### Seitenauszug:

►

Bild: Die Eizelle wird eingefroren und erst wieder aufgetaut, wenn die Frau sic…
Silicon Valley im Jahr 2034. Das Unternehmen Apple, einst für
zukunftsweisendes Design und innovative Ideen bekannt, hat einiges an
Hipness eingebüßt. Anfang vierzigjährige Frauen, die Rücken gebeugt, die
Augen trüb nach zwanzig Jahren vor dem Bildschirm, schieben Buggys über das
Gelände und wirbeln dabei den Staub auf, der dem Ausbau des betriebseigenen
Kindergartens geschuldet ist. Andere sitzen in der Kantine und weinen still
in ihren Smoothie, weil ihnen ihr Arzt gerade eröffnet hat, dass das mit
der künstlichen Befruchtung leider wieder nicht geklappt hat. Nebenan bei
Facebook: dasselbe Bild.
So könnte das aussehen in 20 Jahren. Denn am Mittwoch wurde bekannt, dass
Apple seinen Mitarbeiterinnen einen finanziellen Anreiz bieten will, wenn
sie ihre Eizellen einfrieren lassen und eine Schwangerschaft erstmal
aufschieben. Laut einem NBC-Bericht plant das Unternehmen, bis zu 16.000
Euro zu übernehmen. Eizellen einfrieren zu lassen, kostet bis zu 8.000
Euro, die Lagerung jährlich noch mal rund 400 Euro. Apple will das
iZellen-Projekt laut NBC im Januar starten, bei Facebook bekommen
Mitarbeiterinnen schon jetzt Geld, wenn sie sich fürs Büro und gegen
Familie entscheiden.

◄

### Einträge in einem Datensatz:
►

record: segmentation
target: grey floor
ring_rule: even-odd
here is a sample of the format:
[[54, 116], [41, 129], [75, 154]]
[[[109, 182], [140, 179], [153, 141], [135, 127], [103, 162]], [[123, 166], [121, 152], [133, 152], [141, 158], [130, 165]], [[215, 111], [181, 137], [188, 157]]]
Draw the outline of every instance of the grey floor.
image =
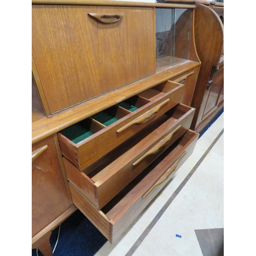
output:
[[124, 233], [95, 255], [223, 255], [223, 127], [224, 113]]

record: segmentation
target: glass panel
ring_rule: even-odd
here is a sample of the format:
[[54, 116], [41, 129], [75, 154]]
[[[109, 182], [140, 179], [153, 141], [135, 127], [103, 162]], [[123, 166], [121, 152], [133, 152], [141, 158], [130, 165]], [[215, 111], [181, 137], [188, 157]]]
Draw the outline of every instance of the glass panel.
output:
[[186, 62], [189, 59], [189, 47], [193, 11], [175, 9], [174, 33], [174, 65]]
[[173, 66], [174, 9], [156, 8], [157, 71]]
[[46, 116], [33, 74], [32, 75], [32, 121]]

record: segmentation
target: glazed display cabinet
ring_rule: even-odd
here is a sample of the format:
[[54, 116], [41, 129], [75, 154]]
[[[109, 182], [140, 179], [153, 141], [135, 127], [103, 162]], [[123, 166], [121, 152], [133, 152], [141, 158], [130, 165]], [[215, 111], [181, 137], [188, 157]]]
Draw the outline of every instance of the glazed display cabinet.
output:
[[32, 1], [32, 248], [77, 208], [114, 243], [192, 154], [195, 7]]

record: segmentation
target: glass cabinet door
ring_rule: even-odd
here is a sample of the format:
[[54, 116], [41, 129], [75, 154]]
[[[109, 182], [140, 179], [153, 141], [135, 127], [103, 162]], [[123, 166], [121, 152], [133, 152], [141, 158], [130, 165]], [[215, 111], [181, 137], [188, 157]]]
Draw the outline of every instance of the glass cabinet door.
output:
[[189, 58], [193, 10], [156, 8], [157, 72]]
[[36, 121], [46, 116], [38, 91], [32, 75], [32, 121]]

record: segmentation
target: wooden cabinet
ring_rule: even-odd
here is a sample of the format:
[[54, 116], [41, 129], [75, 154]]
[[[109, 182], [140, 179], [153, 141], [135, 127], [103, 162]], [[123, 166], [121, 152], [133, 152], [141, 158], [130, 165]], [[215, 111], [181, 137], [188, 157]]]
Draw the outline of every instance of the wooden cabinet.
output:
[[[39, 155], [37, 156], [37, 154]], [[32, 236], [34, 236], [71, 205], [53, 136], [34, 144], [32, 155], [37, 156], [32, 166]]]
[[50, 112], [155, 73], [153, 11], [33, 5], [32, 54]]
[[190, 128], [200, 132], [224, 106], [224, 3], [205, 0], [165, 2], [195, 4], [196, 7], [195, 40], [201, 66], [192, 100], [184, 103], [196, 109]]
[[200, 131], [224, 105], [224, 4], [196, 5], [196, 46], [202, 65], [191, 103], [196, 110], [191, 129]]
[[76, 207], [114, 242], [198, 138], [195, 6], [32, 3], [33, 248]]
[[32, 248], [46, 255], [51, 255], [51, 230], [76, 209], [61, 168], [56, 142], [54, 134], [32, 147]]

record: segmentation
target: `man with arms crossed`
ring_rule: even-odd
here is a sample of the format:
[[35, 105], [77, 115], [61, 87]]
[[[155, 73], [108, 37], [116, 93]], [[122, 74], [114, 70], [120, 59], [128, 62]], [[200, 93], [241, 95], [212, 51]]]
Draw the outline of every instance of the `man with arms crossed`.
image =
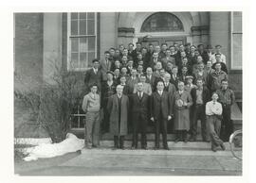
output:
[[223, 141], [219, 138], [221, 129], [222, 106], [217, 102], [218, 94], [216, 92], [212, 93], [211, 98], [212, 100], [206, 104], [206, 115], [211, 141], [211, 150], [216, 152], [218, 146], [221, 146], [222, 150], [225, 150], [226, 147]]

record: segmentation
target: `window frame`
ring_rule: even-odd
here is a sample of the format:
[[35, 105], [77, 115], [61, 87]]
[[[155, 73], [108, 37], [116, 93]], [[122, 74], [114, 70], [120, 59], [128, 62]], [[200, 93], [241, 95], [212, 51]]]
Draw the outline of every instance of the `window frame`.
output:
[[[242, 60], [241, 60], [241, 66], [234, 66], [234, 48], [233, 48], [233, 35], [234, 34], [241, 34], [242, 35], [242, 44], [243, 44], [243, 14], [242, 14], [242, 31], [238, 32], [238, 31], [234, 31], [233, 29], [233, 15], [234, 11], [230, 12], [230, 70], [231, 71], [241, 71], [243, 69], [243, 51], [241, 50], [242, 53]], [[243, 49], [243, 45], [242, 45], [242, 49]]]
[[[95, 22], [94, 22], [94, 30], [95, 30], [95, 33], [94, 35], [79, 35], [79, 31], [80, 31], [80, 25], [78, 25], [78, 35], [71, 35], [71, 13], [74, 13], [74, 12], [68, 12], [67, 13], [67, 34], [66, 34], [66, 44], [67, 44], [67, 55], [66, 55], [66, 61], [67, 61], [67, 71], [74, 71], [74, 72], [83, 72], [83, 71], [87, 71], [88, 69], [90, 69], [89, 67], [89, 61], [88, 60], [88, 53], [89, 52], [85, 52], [86, 53], [86, 58], [87, 58], [87, 67], [84, 67], [84, 68], [71, 68], [71, 38], [89, 38], [89, 37], [95, 37], [95, 58], [98, 57], [98, 39], [99, 39], [99, 30], [98, 30], [98, 16], [99, 16], [99, 13], [97, 12], [93, 12], [94, 15], [95, 15]], [[77, 13], [81, 13], [81, 12], [77, 12]], [[87, 11], [85, 13], [88, 13]], [[87, 14], [86, 14], [87, 16]], [[80, 20], [80, 19], [78, 19]], [[87, 26], [87, 17], [86, 17], [86, 28], [88, 27]], [[80, 58], [80, 46], [78, 46], [78, 53], [79, 53], [79, 58]], [[79, 58], [79, 64], [80, 64], [80, 58]]]

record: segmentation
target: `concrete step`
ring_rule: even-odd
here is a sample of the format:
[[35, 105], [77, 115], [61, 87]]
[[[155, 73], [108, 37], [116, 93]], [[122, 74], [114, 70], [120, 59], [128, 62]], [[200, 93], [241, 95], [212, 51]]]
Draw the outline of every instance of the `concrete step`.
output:
[[[225, 142], [224, 143], [226, 146], [226, 149], [228, 151], [230, 150], [229, 143]], [[140, 149], [140, 141], [137, 144], [137, 148]], [[168, 141], [168, 146], [171, 150], [195, 150], [195, 151], [202, 151], [202, 150], [210, 150], [210, 142], [203, 142], [203, 141], [188, 141], [188, 142], [174, 142], [174, 141]], [[114, 147], [114, 141], [101, 141], [100, 142], [100, 149], [111, 149]], [[124, 141], [124, 148], [125, 149], [131, 149], [132, 147], [132, 141]], [[155, 147], [155, 142], [154, 141], [147, 141], [147, 147], [149, 150], [153, 150]], [[160, 141], [160, 149], [162, 149], [162, 142]], [[219, 147], [218, 150], [221, 150]], [[241, 149], [237, 149], [241, 150]]]
[[[178, 144], [181, 146], [181, 144]], [[228, 147], [228, 144], [226, 144]], [[86, 149], [83, 148], [81, 152], [82, 154], [86, 154], [86, 155], [131, 155], [131, 156], [136, 156], [136, 155], [146, 155], [146, 156], [154, 156], [154, 155], [176, 155], [176, 156], [229, 156], [231, 157], [231, 152], [229, 151], [229, 148], [227, 148], [225, 151], [218, 149], [219, 151], [217, 152], [212, 152], [210, 149], [202, 149], [202, 150], [196, 150], [196, 149], [190, 149], [190, 150], [184, 150], [184, 149], [177, 149], [177, 148], [172, 148], [171, 150], [167, 151], [164, 149], [159, 149], [159, 150], [143, 150], [143, 149], [135, 149], [135, 150], [130, 150], [128, 148], [122, 150], [122, 149], [116, 149], [113, 150], [111, 148], [93, 148], [93, 149]]]
[[[200, 125], [199, 125], [200, 126]], [[80, 139], [84, 138], [84, 130], [83, 129], [72, 129], [71, 133], [74, 133], [77, 137]], [[107, 140], [113, 140], [114, 137], [110, 133], [104, 133], [101, 135], [101, 140], [102, 141], [107, 141]], [[140, 135], [138, 134], [138, 139], [140, 139]], [[160, 140], [162, 139], [160, 135]], [[167, 140], [168, 141], [174, 141], [175, 139], [175, 134], [168, 134], [167, 135]], [[132, 141], [133, 140], [133, 135], [128, 134], [125, 136], [126, 141]], [[199, 141], [202, 141], [202, 136], [200, 134], [197, 135], [196, 140]], [[147, 134], [147, 141], [155, 141], [155, 134], [154, 133], [148, 133]]]

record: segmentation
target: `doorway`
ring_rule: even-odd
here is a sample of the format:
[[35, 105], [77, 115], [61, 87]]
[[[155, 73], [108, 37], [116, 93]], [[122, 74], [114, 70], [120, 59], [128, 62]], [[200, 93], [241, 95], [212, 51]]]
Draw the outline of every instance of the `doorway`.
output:
[[148, 47], [150, 43], [154, 46], [167, 43], [168, 47], [174, 45], [174, 43], [185, 44], [187, 41], [186, 37], [153, 37], [153, 38], [138, 38], [138, 42], [141, 42], [143, 47]]

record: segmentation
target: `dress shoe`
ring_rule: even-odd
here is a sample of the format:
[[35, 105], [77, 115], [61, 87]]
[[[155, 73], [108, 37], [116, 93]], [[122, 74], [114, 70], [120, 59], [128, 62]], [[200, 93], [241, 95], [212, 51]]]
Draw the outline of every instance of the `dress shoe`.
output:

◄

### Aufgaben:
(1) Wann will Apple laut dem Text über das Einfrieren von Eizellen mit dem Projekt beginnen?
(2) Setze den Text über Apples Zuschuss zum Einfrieren von Eizellen nach seinem letzten Satz fort.

### Geordnete Antworten:
(1) Laut NBC will Apple das Projekt im Januar starten.

(2)
Was zunächst aussieht wie ein großzügiger Bonus, zahlt sich natürlich vor
allem für die Unternehmen aus. Sie stellen damit sicher, dass weniger
Mitarbeiterinnen im fruchtbaren Alter schwanger werden und als
Arbeitskräfte ausfallen. Obendrein können sie sich in Zukunft dafür rühmen,
dass sie die Frauenquote steigern, die zum Beispiel bei Facebook aktuell
bei 31 Prozent liegt. Das Wohl der Frauen hingegen scheint den Unternehmen
erstmal egal zu sein. Denn was passiert, wenn die Mitarbeiterinnen ihre
Eizellen wieder auftauen und sich einpflanzen lassen?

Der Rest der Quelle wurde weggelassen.